● **Written exercise**
Set down the full listing exactly, character for character.

[Region annotation entries]

────────────────

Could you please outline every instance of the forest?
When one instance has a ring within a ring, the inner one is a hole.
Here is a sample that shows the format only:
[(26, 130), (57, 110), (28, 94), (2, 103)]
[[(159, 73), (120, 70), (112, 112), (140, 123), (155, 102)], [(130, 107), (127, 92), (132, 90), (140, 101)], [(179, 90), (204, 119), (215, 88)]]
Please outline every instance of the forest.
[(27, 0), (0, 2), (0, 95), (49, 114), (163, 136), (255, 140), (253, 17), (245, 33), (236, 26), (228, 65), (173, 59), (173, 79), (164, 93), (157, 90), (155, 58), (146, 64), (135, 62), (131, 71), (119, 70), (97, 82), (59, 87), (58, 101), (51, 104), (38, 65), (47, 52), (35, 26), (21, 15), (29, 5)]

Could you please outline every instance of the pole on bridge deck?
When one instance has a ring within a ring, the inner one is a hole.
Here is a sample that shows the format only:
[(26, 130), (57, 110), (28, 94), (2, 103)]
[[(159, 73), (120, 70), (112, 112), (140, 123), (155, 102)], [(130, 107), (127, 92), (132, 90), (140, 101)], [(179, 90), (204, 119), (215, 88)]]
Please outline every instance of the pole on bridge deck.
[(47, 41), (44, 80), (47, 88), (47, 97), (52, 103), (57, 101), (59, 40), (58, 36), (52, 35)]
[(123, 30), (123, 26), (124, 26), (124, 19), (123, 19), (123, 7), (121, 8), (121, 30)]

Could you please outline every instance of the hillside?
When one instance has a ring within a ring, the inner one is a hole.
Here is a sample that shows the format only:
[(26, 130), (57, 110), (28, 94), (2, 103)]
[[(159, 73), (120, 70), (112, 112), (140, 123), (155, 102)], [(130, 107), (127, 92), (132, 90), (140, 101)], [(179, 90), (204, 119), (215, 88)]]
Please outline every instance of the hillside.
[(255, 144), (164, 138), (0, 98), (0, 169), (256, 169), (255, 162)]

────────────────

● **Output of the exercise**
Could you please outline every instance of the forest?
When one instance has a ring within a ring, the inner one is a hole.
Here is a sample that shows the format only:
[(26, 130), (57, 110), (28, 94), (2, 103)]
[[(159, 73), (120, 70), (112, 112), (140, 123), (155, 102)], [(130, 107), (127, 92), (132, 90), (140, 101)], [(179, 90), (204, 119), (215, 88)]]
Please outline every instance of the forest.
[(27, 0), (0, 2), (0, 95), (49, 114), (163, 136), (255, 140), (253, 17), (245, 33), (236, 26), (228, 65), (173, 59), (173, 79), (164, 93), (157, 90), (155, 58), (146, 64), (135, 62), (131, 71), (119, 70), (97, 82), (59, 87), (58, 101), (51, 104), (38, 65), (47, 52), (35, 26), (21, 15), (29, 5)]

Could you please outline every instance of the pole on bridge deck?
When one instance has a ring within a ring, the inner one is a hole.
Here is a sample that shows the format only:
[(26, 130), (57, 110), (28, 94), (2, 103)]
[[(159, 73), (120, 70), (112, 112), (140, 123), (155, 102)], [(130, 107), (127, 92), (132, 90), (140, 101)], [(179, 90), (204, 119), (215, 88)]]
Please outline every instance of the pole on bridge deck.
[(47, 41), (44, 80), (47, 88), (47, 97), (52, 103), (57, 101), (59, 40), (58, 36), (52, 35)]
[(123, 30), (123, 26), (124, 26), (124, 19), (123, 19), (123, 7), (121, 8), (121, 30)]

Could you please outline every instance of the hillside?
When one instance has a ring within a ring, the inner one is a hole.
Here is a sample that shows the format only:
[(26, 130), (57, 110), (28, 94), (2, 103)]
[[(159, 73), (120, 70), (112, 112), (140, 123), (155, 102)], [(130, 107), (127, 92), (132, 90), (140, 101)], [(179, 90), (204, 119), (215, 88)]]
Please outline every instance of the hillside.
[(255, 144), (164, 138), (0, 98), (0, 169), (256, 169), (255, 162)]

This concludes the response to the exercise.